**A few rows**
* * *

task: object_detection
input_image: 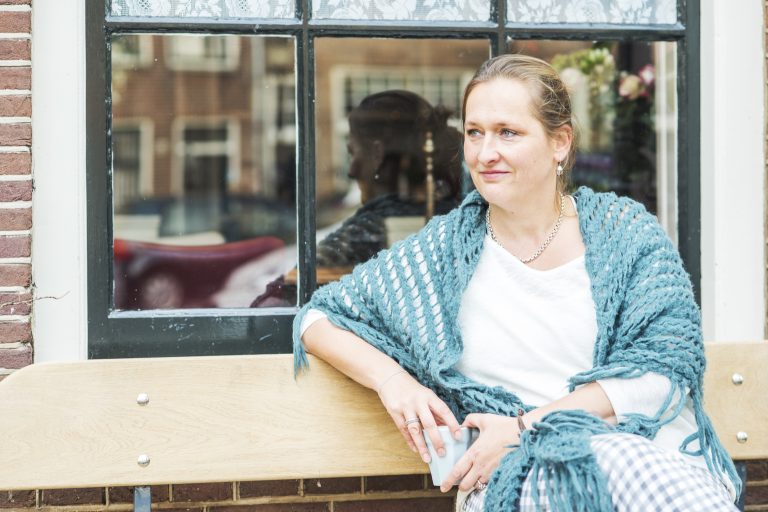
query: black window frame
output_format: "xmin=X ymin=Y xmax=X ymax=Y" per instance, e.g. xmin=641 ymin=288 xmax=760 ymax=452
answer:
xmin=85 ymin=0 xmax=701 ymax=359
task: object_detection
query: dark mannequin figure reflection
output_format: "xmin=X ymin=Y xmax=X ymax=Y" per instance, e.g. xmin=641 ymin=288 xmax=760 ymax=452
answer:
xmin=251 ymin=90 xmax=462 ymax=307
xmin=317 ymin=90 xmax=462 ymax=267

* * *

**BRIEF**
Can you write out all of the rows above again, requests included, with every bounding box coordinate in the answers shifted up by 105? Leave the pictures out.

**RESPONSE TO THIS EXERCISE**
task: object_detection
input_image: 
query: black window frame
output_format: "xmin=X ymin=Y xmax=X ymax=Y" per instance, e.g. xmin=641 ymin=288 xmax=760 ymax=452
answer:
xmin=190 ymin=105 xmax=806 ymax=464
task: object_detection
query: dark mannequin figure reflection
output_format: "xmin=X ymin=Y xmax=X ymax=Y" per instance, e.g. xmin=641 ymin=288 xmax=760 ymax=452
answer:
xmin=356 ymin=195 xmax=567 ymax=412
xmin=422 ymin=195 xmax=567 ymax=372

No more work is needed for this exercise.